*Выбранный отрывок:*
Соединив в названии два столь несхожих имени, впору начать статью многоточием, выдерживая паузу, пока читатель оправится от удивления и оценит оригинальность автора. Спору нет: Набоков и Горький – это, что называется, «люди разных мечтаний». Настолько разных, что прием «очной ставки» начинает тут подозрительно напоминать умышленное сталкивание лбами, от коего, как известно, у обеих сторон – искры из глаз. Умысел, конечно, в том, чтобы использовать добытую таким первобытным способом искру для нужд текущей полемики, ведь всякий уважающий себя критик имеет под рукой легковоспламеняющийся ворох извечных российских проблем типа: быть ли искусству искусством – для искусства или для бедных, сиречь для народа? И как ни решай эту шараду в теории, необходимость прежде всего бороться с огнем диктует однозначно утилитарную практику, вынуждая трактующих эту тему толочь воду в ступе и переливать ее из пустого в порожнее, тем самым наглядно опровергая свои доводы в пользу простого художества, будто бы столь необходимого нашему драгоценному отечеству. А это непоследовательно, так что не будем уж лучше с огнем играть.

Тем более, что наше рандеву имеет сугубо литературоведческий, далекий от злобы дня, интерес. Поэтому читателя, любопытствующего узнать, как относился Горький к Набокову и был ли вообще знаком с его творчеством, я отсылаю к нашим профессиональным горьковедам, у которых не хочу отбивать хлеб. Мы же не имеем нужды вдаваться в такие тонкости, ибо общее у наших персонажей есть и помимо их (предполагаемых) взаимоотношений.

Итак, речь о каламбурах, игре словами, пристрастие к коей питал не только Набоков (что общеизвестно), но и Горький (что, кажется, подзабыто). И хотя набоковская практика по масштабам несопоставима с горьковской, было бы ошибкой думать, что для Горького «лингвистическая рефлексия» – не более чем прихоть, забава. Игра словами – занятие серьезное. Это хорошо понимали не только романтики, но отдавал себе в этом отчет и Горький.

В судьбе Горького немало загадок. Но загадкой для меня лично являются не его последние дни, а тот странный факт, что Корней Иванович Чуковский почти не дал места в своей знаменитой книжке «От двух до пяти» разнообразному материалу, коим преизобилуют сочинения Горького. Чуковский упомянул имя Горького лишь дважды. Дежурную цитату мы сегодня и читать не станем, а вот другое место стоит привести целиком:

«Мне пишут о пятилетнем Алике, который, впервые услышав фамилию „Горький“, спросил:

– Почему у него такая невкусная фамилия? Он плохой?

Тогда как из тысячи взрослых, говорящих о Горьком, едва ли найдется один, который сохранил бы в уме первоначальное значение его псевдонима» [539]539
  Чуковский К.От двух до пяти. Минск: Народная Асвета, 1983. С.

*Задания к тексту:*
1) Перепишите, пожалуйста, дословно часть отрывка о Набокове и Горьком: всё от слов «Тогда как из» вниз до слов «Асвета, 1983. С.».
2) Ответьте по отрывку о Набокове и Горьком на вопросы:
(a) Сколько раз Чуковский упомянул имя Горького в книжке «От двух до пяти»?
(b) Сколько лет было Алику, который спросил о фамилии «Горький»?
(c) К кому автор отсылает читателя, желающего узнать, как Горький относился к Набокову?

*Исходные данные:*
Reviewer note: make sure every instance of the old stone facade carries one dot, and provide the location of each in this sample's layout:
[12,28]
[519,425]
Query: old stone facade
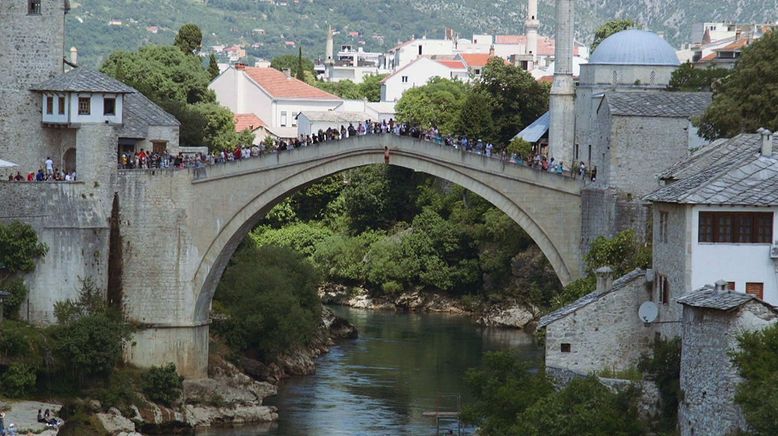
[709,379]
[31,51]
[601,331]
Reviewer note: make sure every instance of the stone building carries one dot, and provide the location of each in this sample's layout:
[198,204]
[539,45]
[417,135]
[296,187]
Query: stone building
[602,330]
[712,320]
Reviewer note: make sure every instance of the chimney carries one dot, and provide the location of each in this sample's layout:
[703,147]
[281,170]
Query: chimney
[767,141]
[604,278]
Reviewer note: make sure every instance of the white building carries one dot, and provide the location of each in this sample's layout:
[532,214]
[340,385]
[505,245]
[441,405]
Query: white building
[717,218]
[273,96]
[418,73]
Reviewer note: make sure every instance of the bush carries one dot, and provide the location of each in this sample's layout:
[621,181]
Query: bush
[162,384]
[18,380]
[757,395]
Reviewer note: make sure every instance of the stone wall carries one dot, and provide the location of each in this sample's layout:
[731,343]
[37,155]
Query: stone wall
[606,334]
[708,377]
[672,259]
[31,51]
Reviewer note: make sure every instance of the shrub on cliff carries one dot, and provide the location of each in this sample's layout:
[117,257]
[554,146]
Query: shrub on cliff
[162,384]
[757,395]
[268,295]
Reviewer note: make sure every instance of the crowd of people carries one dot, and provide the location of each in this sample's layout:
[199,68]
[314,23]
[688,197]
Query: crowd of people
[46,173]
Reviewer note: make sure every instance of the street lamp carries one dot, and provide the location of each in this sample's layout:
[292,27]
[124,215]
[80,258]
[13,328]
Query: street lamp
[3,295]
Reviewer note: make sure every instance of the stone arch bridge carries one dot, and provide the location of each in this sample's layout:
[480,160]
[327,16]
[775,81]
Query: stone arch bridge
[173,232]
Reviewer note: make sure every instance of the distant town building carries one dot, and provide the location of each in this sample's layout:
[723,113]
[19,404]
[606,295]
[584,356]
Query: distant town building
[273,96]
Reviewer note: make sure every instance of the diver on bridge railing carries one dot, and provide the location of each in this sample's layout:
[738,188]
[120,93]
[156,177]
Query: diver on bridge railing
[536,160]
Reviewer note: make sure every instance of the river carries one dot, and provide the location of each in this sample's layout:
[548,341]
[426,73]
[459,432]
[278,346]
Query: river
[401,366]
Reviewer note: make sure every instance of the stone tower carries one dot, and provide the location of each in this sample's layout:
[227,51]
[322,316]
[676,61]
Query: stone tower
[32,44]
[562,100]
[531,26]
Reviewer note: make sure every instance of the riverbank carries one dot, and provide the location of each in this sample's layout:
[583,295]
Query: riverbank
[509,314]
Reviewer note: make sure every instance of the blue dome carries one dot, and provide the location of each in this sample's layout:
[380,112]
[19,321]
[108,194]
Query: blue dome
[634,47]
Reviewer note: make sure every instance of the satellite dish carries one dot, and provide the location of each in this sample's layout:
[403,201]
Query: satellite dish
[648,312]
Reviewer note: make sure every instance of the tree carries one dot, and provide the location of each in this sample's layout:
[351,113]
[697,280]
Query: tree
[690,78]
[436,104]
[757,362]
[293,64]
[213,66]
[746,99]
[518,99]
[189,39]
[609,28]
[300,73]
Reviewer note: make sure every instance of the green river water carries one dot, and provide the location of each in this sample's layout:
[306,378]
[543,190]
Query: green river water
[380,384]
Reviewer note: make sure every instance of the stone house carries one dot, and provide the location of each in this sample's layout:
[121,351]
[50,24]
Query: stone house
[712,320]
[602,330]
[715,218]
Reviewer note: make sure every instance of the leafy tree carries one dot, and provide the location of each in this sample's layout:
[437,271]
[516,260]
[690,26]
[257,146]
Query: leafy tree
[690,78]
[162,384]
[584,406]
[436,104]
[609,28]
[475,118]
[189,39]
[268,295]
[293,63]
[213,66]
[746,99]
[757,362]
[520,147]
[518,99]
[503,388]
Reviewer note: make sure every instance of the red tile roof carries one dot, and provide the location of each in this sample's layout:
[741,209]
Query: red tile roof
[247,121]
[453,64]
[278,85]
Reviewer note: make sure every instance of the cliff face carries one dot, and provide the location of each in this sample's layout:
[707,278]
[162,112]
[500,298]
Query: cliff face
[97,27]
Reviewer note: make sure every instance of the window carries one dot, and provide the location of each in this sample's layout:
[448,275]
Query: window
[84,106]
[34,7]
[662,289]
[663,218]
[739,227]
[755,289]
[109,106]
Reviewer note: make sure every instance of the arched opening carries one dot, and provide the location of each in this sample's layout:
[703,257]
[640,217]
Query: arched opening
[69,160]
[494,188]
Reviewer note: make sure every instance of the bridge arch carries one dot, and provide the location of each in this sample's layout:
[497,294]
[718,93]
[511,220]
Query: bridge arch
[546,206]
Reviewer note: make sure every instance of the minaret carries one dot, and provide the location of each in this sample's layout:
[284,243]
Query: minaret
[562,100]
[531,26]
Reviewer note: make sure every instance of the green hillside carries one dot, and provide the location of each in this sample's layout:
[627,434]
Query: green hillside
[380,24]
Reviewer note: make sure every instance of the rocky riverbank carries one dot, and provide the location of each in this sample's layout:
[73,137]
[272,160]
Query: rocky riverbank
[507,314]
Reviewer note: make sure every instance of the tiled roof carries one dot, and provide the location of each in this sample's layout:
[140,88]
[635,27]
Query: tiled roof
[590,298]
[728,172]
[658,103]
[476,60]
[710,298]
[247,121]
[453,64]
[84,80]
[138,113]
[278,85]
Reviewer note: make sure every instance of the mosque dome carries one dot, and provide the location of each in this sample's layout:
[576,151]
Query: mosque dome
[634,47]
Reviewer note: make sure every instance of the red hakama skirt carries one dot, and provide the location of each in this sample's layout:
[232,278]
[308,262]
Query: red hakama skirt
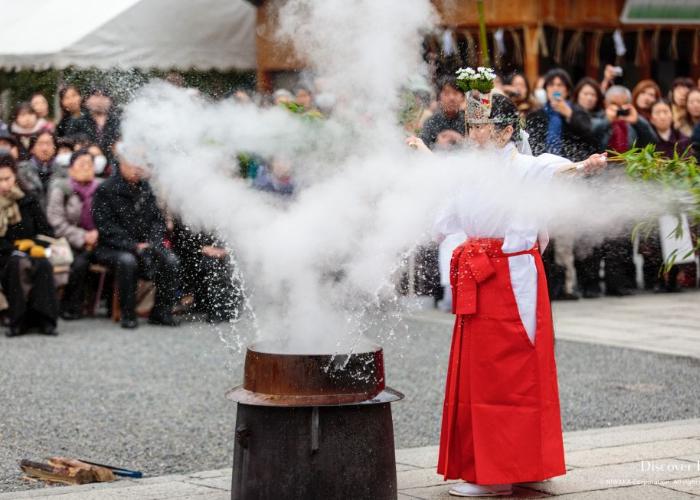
[501,419]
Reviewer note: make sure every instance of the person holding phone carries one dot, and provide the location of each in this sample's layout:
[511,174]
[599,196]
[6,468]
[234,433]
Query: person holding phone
[562,128]
[622,129]
[623,126]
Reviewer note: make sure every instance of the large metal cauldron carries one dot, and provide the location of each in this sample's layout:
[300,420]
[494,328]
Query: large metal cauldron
[314,426]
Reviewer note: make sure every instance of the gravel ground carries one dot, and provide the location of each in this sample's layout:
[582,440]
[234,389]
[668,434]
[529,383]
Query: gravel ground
[153,399]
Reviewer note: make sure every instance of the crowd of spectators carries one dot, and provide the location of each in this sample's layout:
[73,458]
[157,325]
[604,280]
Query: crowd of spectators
[64,185]
[67,183]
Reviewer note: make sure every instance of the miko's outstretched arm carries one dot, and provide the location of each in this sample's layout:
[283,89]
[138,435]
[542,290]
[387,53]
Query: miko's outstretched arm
[593,164]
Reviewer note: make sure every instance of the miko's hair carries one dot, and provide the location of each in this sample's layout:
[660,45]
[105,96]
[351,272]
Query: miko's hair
[504,113]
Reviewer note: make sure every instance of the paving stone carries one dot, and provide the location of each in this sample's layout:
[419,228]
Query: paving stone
[631,434]
[690,485]
[648,492]
[611,476]
[420,478]
[630,453]
[424,458]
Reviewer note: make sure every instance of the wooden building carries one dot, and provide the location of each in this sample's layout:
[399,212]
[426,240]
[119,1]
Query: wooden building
[534,35]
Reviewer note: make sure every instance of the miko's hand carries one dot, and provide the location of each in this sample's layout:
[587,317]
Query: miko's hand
[595,163]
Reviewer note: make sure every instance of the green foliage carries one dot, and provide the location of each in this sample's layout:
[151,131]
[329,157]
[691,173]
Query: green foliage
[678,175]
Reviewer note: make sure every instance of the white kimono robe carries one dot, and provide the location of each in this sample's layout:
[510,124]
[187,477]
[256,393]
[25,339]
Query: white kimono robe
[476,215]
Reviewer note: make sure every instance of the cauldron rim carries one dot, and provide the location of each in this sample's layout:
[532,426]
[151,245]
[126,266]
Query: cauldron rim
[363,347]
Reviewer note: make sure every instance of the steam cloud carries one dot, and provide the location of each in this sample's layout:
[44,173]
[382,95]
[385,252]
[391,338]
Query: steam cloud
[321,267]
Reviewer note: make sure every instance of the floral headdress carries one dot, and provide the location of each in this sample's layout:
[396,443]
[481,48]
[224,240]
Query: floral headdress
[477,86]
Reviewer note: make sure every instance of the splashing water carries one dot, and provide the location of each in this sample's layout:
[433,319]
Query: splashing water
[319,269]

*Правильные ответы:*
1)
Тогда как из тысячи взрослых, говорящих о Горьком, едва ли найдется один, который сохранил бы в уме первоначальное значение его псевдонима» [539]539
  Чуковский К.От двух до пяти. Минск: Народная Асвета, 1983. С.

2)
(a) Дважды.
(b) Пять лет.
(c) К профессиональным горьковедам.